• Exercise directions
Pull out every line in the data below that contains the word "sign", copying each one in full. Treat uppercase and lowercase as different.

• Task data
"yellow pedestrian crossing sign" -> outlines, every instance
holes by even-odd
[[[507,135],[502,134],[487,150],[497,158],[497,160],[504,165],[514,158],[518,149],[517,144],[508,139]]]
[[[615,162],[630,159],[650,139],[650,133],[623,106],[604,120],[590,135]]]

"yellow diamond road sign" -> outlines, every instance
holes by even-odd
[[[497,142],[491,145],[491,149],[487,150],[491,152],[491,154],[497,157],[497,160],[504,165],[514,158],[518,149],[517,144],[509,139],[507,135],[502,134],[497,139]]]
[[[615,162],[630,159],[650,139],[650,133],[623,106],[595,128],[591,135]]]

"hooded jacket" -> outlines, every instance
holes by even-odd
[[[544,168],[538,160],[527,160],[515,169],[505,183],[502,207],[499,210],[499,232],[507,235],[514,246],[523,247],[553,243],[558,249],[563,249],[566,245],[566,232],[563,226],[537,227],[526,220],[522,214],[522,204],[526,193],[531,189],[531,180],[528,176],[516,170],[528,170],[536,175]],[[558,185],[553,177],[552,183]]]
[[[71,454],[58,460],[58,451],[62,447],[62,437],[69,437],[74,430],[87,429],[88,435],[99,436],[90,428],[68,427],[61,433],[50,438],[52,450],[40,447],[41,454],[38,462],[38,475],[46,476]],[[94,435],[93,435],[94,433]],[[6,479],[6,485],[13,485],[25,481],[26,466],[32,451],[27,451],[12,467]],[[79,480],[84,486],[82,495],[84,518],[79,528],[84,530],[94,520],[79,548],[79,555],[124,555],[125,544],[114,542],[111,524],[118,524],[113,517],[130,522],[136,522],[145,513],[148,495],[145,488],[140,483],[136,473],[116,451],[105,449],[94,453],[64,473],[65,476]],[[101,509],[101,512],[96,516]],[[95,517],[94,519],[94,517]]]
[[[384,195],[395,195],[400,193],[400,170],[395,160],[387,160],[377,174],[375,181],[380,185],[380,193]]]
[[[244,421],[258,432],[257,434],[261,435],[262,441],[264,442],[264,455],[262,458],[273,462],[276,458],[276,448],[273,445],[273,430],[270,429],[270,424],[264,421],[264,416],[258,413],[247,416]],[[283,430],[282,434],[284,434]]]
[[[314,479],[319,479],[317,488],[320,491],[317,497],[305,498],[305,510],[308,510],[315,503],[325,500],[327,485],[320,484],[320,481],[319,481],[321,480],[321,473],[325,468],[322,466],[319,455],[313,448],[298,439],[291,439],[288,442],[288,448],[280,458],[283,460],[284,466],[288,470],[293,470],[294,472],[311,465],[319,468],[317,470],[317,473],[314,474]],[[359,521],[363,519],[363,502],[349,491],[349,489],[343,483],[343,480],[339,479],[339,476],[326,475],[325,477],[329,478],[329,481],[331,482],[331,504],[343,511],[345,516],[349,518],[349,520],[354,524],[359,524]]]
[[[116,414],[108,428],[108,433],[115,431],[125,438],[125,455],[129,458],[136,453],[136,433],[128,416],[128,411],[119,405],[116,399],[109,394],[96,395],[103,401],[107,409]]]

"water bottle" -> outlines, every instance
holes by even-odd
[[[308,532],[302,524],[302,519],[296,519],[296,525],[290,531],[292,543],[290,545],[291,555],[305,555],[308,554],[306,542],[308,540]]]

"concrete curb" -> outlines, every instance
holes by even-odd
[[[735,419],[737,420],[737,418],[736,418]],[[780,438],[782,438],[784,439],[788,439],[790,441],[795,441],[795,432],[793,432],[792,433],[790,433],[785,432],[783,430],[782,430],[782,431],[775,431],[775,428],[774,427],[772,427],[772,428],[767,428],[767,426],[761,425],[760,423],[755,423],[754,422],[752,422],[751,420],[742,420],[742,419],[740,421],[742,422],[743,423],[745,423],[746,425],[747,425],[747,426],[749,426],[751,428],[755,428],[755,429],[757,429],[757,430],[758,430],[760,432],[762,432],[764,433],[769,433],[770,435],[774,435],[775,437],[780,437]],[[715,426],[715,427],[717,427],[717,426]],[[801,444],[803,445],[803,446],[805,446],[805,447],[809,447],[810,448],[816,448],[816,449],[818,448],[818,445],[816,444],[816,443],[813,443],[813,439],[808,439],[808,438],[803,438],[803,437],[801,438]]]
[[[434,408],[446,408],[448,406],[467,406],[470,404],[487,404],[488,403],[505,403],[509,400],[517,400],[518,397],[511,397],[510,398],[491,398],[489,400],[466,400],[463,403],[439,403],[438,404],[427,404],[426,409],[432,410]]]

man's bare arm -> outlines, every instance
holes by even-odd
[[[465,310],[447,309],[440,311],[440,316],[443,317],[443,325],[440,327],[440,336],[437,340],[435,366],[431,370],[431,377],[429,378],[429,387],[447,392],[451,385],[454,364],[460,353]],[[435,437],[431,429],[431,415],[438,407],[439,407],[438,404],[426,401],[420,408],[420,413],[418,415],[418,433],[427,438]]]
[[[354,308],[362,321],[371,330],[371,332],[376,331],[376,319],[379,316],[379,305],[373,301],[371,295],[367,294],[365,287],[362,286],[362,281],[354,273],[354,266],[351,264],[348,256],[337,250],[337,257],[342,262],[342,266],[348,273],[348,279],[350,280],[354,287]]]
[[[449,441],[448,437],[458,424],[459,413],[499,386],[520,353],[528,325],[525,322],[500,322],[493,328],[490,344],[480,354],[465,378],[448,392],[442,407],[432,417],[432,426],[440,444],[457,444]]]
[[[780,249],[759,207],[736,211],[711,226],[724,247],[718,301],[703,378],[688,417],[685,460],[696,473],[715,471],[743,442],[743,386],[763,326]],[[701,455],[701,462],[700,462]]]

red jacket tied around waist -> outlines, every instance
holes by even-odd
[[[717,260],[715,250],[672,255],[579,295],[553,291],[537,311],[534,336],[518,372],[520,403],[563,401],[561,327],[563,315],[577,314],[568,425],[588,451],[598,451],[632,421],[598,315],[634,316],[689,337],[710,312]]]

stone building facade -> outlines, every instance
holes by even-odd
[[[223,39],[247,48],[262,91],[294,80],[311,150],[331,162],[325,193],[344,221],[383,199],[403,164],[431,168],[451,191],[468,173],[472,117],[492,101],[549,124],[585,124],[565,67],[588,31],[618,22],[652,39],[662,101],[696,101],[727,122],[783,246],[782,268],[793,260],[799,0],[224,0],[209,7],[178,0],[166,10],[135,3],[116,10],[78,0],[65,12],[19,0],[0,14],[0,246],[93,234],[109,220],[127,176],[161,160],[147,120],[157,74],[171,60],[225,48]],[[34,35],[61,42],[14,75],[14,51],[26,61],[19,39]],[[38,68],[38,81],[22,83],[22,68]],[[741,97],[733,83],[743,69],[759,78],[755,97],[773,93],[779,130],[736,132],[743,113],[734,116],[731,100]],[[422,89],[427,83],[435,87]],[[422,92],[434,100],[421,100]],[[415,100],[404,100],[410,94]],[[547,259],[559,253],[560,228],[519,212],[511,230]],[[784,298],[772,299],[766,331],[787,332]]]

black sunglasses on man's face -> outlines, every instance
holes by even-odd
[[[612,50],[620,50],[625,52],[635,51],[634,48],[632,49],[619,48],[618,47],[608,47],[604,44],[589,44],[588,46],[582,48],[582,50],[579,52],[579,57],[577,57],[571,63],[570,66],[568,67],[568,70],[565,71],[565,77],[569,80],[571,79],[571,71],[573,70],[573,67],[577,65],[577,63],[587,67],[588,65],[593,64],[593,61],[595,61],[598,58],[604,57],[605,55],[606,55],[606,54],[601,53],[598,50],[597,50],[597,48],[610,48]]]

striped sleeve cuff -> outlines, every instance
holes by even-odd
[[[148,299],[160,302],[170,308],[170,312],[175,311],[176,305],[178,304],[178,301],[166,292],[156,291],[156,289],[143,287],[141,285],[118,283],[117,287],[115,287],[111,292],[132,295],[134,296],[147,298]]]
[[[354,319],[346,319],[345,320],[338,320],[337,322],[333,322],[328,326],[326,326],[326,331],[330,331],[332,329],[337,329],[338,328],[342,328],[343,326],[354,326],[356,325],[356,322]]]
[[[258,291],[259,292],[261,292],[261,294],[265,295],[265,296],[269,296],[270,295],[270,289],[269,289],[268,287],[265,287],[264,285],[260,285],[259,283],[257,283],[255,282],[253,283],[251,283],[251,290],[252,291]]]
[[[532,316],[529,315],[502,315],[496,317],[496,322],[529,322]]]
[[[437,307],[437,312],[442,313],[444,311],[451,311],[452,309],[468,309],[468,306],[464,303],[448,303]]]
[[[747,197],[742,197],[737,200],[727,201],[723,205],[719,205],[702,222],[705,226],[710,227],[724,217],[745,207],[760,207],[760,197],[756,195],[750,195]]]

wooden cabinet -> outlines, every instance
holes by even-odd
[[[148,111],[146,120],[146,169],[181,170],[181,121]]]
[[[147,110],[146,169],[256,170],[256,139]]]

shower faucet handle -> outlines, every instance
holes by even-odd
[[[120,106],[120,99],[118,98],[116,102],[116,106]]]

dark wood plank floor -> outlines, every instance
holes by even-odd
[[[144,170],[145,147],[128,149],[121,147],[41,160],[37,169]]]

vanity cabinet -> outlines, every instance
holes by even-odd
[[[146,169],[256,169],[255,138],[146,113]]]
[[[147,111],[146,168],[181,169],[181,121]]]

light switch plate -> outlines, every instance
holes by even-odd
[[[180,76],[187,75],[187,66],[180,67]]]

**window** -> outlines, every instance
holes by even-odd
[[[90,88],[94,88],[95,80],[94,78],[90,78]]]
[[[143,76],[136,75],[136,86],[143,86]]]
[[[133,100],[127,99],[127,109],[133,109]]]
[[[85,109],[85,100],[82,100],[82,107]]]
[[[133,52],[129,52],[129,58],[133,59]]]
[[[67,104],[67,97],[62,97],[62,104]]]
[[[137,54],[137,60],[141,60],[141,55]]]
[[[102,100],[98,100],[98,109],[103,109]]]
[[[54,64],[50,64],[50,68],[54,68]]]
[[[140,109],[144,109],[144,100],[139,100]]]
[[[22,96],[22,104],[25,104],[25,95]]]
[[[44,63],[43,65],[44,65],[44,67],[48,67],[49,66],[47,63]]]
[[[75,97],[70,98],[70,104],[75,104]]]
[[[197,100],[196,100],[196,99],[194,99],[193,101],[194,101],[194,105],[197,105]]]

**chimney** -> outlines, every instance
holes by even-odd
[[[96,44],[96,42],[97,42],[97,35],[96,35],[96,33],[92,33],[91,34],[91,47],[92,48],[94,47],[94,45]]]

• Answer for the task
"yellow pedestrian crossing sign" -> outlines, every instance
"yellow diamond road sign" -> outlines, every instance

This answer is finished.